__Excerpted records__:

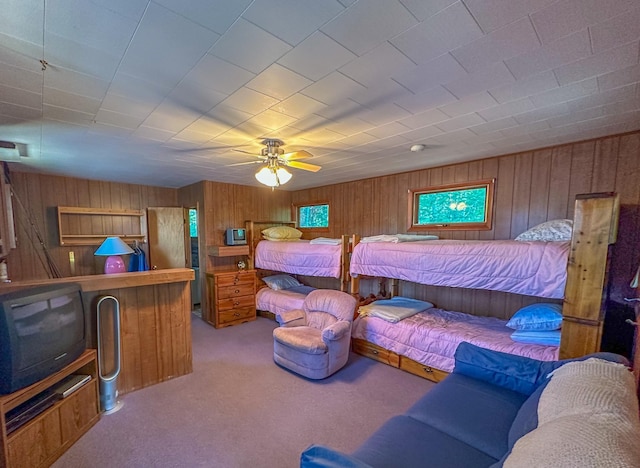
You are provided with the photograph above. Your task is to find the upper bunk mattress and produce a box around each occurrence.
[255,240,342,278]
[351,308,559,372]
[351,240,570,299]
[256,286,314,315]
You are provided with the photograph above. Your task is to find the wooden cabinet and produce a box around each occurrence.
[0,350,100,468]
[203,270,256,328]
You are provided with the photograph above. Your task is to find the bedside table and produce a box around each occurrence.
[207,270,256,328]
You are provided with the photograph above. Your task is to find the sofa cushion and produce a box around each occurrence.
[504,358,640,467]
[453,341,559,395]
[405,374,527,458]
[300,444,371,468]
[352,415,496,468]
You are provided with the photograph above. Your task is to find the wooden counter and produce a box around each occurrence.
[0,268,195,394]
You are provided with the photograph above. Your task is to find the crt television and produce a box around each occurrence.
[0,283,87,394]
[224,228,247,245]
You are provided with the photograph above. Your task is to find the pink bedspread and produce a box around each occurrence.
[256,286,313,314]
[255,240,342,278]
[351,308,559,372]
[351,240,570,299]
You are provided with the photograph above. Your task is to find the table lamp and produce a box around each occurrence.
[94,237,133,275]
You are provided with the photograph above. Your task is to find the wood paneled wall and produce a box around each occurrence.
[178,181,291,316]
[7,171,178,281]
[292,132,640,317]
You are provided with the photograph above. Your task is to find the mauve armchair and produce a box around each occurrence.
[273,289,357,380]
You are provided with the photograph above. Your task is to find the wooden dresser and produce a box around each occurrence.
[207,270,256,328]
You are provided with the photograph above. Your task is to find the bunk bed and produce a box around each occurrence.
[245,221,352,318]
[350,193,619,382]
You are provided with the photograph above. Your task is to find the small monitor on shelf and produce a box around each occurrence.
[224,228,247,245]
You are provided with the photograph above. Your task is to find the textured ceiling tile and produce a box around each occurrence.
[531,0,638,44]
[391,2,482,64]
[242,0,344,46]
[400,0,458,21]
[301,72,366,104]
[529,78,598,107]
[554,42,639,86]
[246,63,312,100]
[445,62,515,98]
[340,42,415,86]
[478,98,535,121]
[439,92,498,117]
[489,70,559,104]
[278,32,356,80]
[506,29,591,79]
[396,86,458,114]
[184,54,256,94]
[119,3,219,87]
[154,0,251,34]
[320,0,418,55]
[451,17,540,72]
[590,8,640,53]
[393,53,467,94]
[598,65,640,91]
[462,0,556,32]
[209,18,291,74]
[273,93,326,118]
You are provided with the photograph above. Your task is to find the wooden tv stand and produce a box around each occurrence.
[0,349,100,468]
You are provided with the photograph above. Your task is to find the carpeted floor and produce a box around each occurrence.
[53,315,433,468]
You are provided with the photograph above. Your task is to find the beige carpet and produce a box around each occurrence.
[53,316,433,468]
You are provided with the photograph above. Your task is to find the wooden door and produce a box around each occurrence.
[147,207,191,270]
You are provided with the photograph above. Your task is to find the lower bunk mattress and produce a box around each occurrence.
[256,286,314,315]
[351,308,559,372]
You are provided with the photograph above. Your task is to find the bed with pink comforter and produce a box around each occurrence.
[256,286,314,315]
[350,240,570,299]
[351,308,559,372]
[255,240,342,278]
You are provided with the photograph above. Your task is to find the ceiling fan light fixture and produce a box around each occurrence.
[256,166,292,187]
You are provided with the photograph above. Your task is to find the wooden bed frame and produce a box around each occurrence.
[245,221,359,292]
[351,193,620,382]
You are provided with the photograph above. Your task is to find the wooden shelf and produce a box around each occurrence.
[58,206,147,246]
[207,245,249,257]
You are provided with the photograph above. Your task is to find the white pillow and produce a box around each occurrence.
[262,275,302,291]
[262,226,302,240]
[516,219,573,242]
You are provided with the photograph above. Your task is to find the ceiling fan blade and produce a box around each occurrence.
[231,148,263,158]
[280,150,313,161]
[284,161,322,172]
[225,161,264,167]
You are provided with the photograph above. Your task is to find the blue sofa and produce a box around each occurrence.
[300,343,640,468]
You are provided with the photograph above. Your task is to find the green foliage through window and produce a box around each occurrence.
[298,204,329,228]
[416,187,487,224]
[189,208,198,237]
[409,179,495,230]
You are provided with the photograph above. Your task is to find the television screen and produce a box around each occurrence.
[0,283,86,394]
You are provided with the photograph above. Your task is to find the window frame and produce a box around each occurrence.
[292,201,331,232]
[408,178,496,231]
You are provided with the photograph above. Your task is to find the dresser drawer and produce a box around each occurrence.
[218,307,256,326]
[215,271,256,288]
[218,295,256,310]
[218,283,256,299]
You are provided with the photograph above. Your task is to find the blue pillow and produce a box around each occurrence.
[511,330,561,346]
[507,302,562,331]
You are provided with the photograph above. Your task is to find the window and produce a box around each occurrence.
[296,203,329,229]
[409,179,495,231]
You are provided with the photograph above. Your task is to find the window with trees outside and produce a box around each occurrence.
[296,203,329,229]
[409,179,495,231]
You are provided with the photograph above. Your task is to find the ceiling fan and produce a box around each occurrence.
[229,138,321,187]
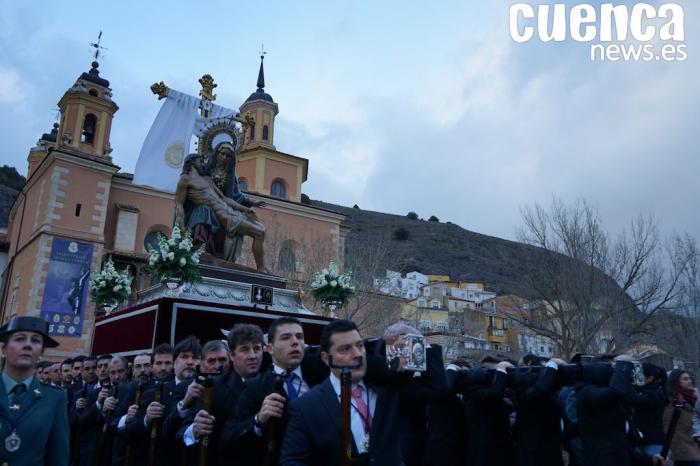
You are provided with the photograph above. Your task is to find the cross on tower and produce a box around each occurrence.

__Problem__: Can you update the lines from the one with "fixture and produce a box around each occurrence." up to and including the one with "[207,245,249,257]" so that "wooden shelf" becomes "wall shelf" and nothing else changes? Give back only those lines.

__The solution__:
You are provided with the photograph above. Your task is to find the ceiling fan light fixture and produce a box around each occurrence.
[256,166,292,187]
You are provided with the photograph above. Your task is to find the wooden bed frame and produce a box around each occurrence.
[245,221,359,292]
[351,193,620,382]
You are provided with the photograph above. Your task is to find the wall shelf and produce a box around each occurrence.
[58,206,147,246]
[207,245,249,257]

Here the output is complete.